TO DO
A - Copy the War Camp discussion word for word from "For comparison, we" to "and less swingy.".
B - Write what comes next in the War Camp discussion, picking up after its final line.

PASSAGE SHOWN
>>>>>

Is War Camp inherently bad design? Does it need a limiter mechanic?

Since the release of the Dynasties of India DLC, AoE2 has been dominated by the new Gurjara civ. They have been called an instant top 3, a poorly designed civ.

Among the criticism, a commonly identified issue, sometimes called the lynchpin of the problem is that they can counter either of AoE2’s dominant units - Archers or Knights - from the same production building.

  • Their unique Shrivamsa Riders counter Archers.
  • They have one of AoE2’s best Camel Riders, which counter Knights.
  • Both are produced from Stables and benefit from hand cavalry upgrades.

This setup means a Gurjara player needs minimal switching to react to any army composition, on top of their more inherently “fair” advantages like decent economy and a good Castle unit.

Now, AoE3 isn’t like AoE2 in that production buildings aren’t the only source of a player’s army, and the OPness of Hausa and Ethiopians at launch was more attributed to the versatility of their economies and the flat higher strengths of their units.

However, it is still possible to argue that the simplicity of troop production and its consequences - the minimal cost of switching (especially when they also have simplified unit upgrades), and the denial of information to opponent scouting - is part of their tapestries of flexibility.

For comparison, we can look at the original model of the War Camp - the Chinese War Academy. The Chinese ability to produce all 8 non-artillery units from one building (plus the cost-effectiveness of said units) is starkly constrained by one unique mechanic - the inflexibility of Banner Armies.

It’s then arguable that regardless of Hausa or Ethiopians’ current power level, it’d be simply better design to give War Camp some sort of limiter mechanic comparable to Banner Armies. In pure strength, they may have been nerfed enough to no longer dominate, but a limiter mechanic may still be a blessing in disguise by:

  • Adding meaningful decisions to their play;
  • Making scouting against them more meaningful;
  • Giving designers more “knobs” - more parameters to tweak their strengths, so their balancing is more nuanced and less swingy.

<<<<<

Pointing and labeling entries
>>>>>

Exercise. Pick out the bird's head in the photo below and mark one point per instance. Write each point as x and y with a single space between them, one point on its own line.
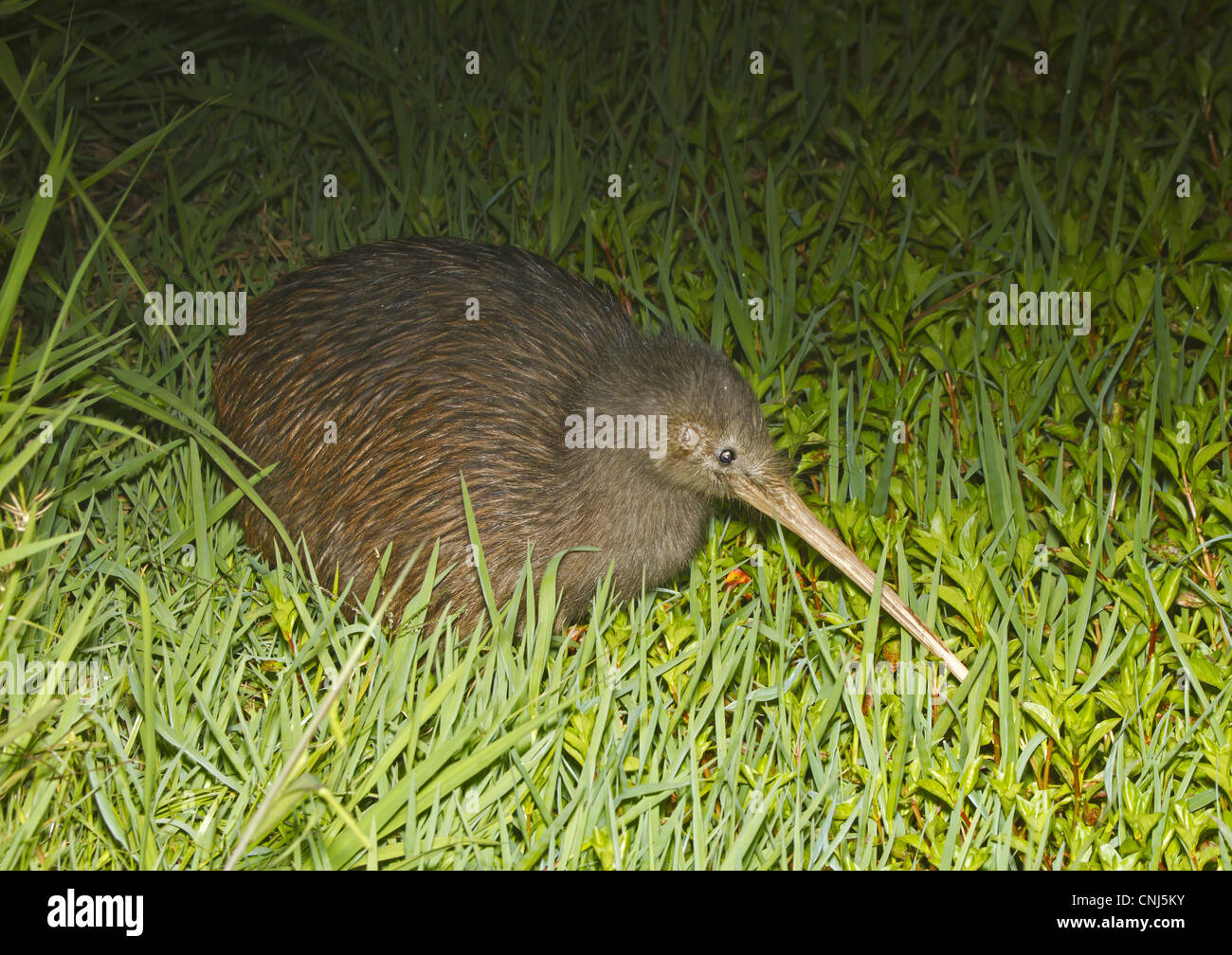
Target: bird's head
717 446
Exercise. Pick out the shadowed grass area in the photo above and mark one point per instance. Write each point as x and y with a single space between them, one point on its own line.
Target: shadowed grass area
1056 505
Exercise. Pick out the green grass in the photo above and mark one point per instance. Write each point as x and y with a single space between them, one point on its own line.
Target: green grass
1058 507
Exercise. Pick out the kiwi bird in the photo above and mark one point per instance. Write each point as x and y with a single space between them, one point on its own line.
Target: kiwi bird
376 380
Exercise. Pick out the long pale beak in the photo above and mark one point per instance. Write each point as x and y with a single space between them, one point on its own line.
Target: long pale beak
784 504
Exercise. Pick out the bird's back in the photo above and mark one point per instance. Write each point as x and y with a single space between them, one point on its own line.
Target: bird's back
374 376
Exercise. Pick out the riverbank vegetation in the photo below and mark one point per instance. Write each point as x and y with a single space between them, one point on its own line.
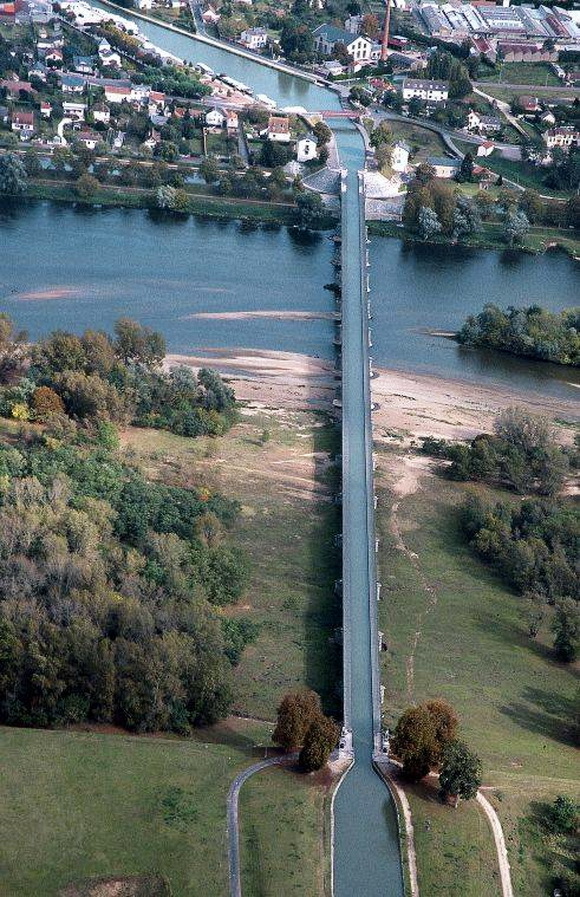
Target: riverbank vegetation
440 599
531 332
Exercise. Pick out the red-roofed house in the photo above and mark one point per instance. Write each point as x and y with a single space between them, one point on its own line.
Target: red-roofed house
23 124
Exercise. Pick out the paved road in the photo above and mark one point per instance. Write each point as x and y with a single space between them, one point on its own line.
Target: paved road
233 820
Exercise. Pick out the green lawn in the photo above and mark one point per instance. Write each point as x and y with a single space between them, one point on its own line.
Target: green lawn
287 527
455 631
284 848
78 805
538 73
455 851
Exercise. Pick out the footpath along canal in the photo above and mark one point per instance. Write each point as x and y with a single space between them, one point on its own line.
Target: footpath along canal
366 856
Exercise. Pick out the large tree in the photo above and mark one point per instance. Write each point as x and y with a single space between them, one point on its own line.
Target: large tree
296 713
460 775
12 175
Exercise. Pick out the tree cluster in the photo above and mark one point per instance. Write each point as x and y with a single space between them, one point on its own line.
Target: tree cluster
94 378
531 332
301 725
535 547
425 740
108 590
522 455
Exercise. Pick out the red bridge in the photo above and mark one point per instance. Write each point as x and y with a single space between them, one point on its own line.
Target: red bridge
340 113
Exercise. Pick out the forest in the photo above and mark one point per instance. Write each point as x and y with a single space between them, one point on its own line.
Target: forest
110 584
531 332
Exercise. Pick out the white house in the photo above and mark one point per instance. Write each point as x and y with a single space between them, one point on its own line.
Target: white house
400 156
564 137
326 37
278 129
23 124
443 166
74 109
306 148
254 38
101 113
215 118
486 148
430 91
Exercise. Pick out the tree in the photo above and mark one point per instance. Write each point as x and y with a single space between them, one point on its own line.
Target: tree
296 713
566 629
428 223
460 775
86 186
319 741
12 175
421 735
515 229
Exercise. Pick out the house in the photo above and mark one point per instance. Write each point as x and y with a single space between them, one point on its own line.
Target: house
326 37
254 38
306 148
23 124
486 148
84 65
102 113
232 121
89 138
74 109
54 57
38 70
156 102
400 156
72 83
215 118
430 91
564 137
278 129
487 123
443 166
117 93
210 16
548 118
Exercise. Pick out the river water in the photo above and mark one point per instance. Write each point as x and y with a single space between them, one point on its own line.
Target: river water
90 267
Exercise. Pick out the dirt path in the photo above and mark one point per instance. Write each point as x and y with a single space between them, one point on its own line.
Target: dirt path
498 837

<<<<<

FINAL RESULTS
A -
For comparison, we can look at the original model of the War Camp - the Chinese War Academy. The Chinese ability to produce all 8 non-artillery units from one building (plus the cost-effectiveness of said units) is starkly constrained by one unique mechanic - the inflexibility of Banner Armies.

It’s then arguable that regardless of Hausa or Ethiopians’ current power level, it’d be simply better design to give War Camp some sort of limiter mechanic comparable to Banner Armies. In pure strength, they may have been nerfed enough to no longer dominate, but a limiter mechanic may still be a blessing in disguise by:

  • Adding meaningful decisions to their play;
  • Making scouting against them more meaningful;
  • Giving designers more “knobs” - more parameters to tweak their strengths, so their balancing is more nuanced and less swingy.

B -
As a 1-minute example idea, perhaps we can take a page from StarCraft, and give the War Camp an addon mechanic - it can initially produce “basic” units (e.g. Gascenya or Fulani Archer), but needs sub-buildings to produce “advanced” units and research upgrades. Each War Camp can only have 1 addon out of 2 choices. OTOH, addons are fairly cheap and might be sellable, so switching addons is more about the time costs of building them than resource costs.

What do you think?

I think the warcamp design is not a problem. African civs are not overperforming at all and the same logic applies to incas and aztecs (light inf, heavy inf, cav).

[Could also include germans, since you only need to build barracks and get free cav anyway]

In later stages of the game, when artillery becomes more prevelant, you have plenty of wood to build stables etc so the african advantage makes no big difference i guess

Oh yeah, that’s a feeling I have. The DE designers are breaking some rules like War Camps, perhaps because we the AOE3 community have figured out they are more nuisance than where the real bottlenecks of AoE3 lie - from their perspective at least.

AOE3 already “merged” melee infantry and ranged infantry, so that is not much of a problem.
And the war camp of both civs lack some units that need to be compensated from the palace.
But I do think it is the palace that needs some rework. Other similar options like federal states or consulates can be scouted but palaces do not.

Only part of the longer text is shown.